Problem to solve: Reproduce all of the lines below, the requests included, adding 25 to every polygon coordinate in the answers. Leave the numbers in the requests and their format samples unchanged.

*****

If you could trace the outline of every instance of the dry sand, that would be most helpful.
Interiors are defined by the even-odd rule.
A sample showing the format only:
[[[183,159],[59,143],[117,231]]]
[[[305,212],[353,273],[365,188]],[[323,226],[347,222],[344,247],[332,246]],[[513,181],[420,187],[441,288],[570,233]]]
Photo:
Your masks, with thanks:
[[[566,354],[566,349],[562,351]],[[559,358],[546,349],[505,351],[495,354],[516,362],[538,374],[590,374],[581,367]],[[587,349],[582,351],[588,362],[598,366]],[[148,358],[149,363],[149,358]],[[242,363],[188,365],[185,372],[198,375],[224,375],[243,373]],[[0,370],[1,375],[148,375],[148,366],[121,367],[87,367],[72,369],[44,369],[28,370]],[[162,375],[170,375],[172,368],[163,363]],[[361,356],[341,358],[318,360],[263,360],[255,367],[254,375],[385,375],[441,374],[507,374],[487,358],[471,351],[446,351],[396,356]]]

*****

Task solution:
If you could trace the outline of every instance of the dry sand, that would be most helpful.
Interiors are defined by the even-odd rule.
A sample showing the format only:
[[[183,159],[59,143],[117,231]]]
[[[305,212],[353,273],[365,188]],[[323,226],[347,222],[344,247],[332,246]],[[513,181],[420,187],[441,288],[570,233]]]
Photo:
Your masks, with thanks:
[[[591,379],[591,374],[587,376]],[[584,383],[571,374],[530,376],[520,379],[541,387],[563,399],[615,399],[606,392]],[[612,374],[607,376],[613,387],[623,391]],[[173,383],[174,388],[174,383]],[[267,388],[213,390],[210,397],[223,400],[249,400],[268,398]],[[25,395],[26,400],[173,400],[173,391],[146,392],[112,392],[97,394],[69,394],[53,395]],[[187,400],[195,400],[197,393],[188,388]],[[386,381],[366,383],[343,385],[288,385],[280,392],[279,400],[410,400],[466,399],[532,399],[512,383],[496,376],[471,376],[421,381]]]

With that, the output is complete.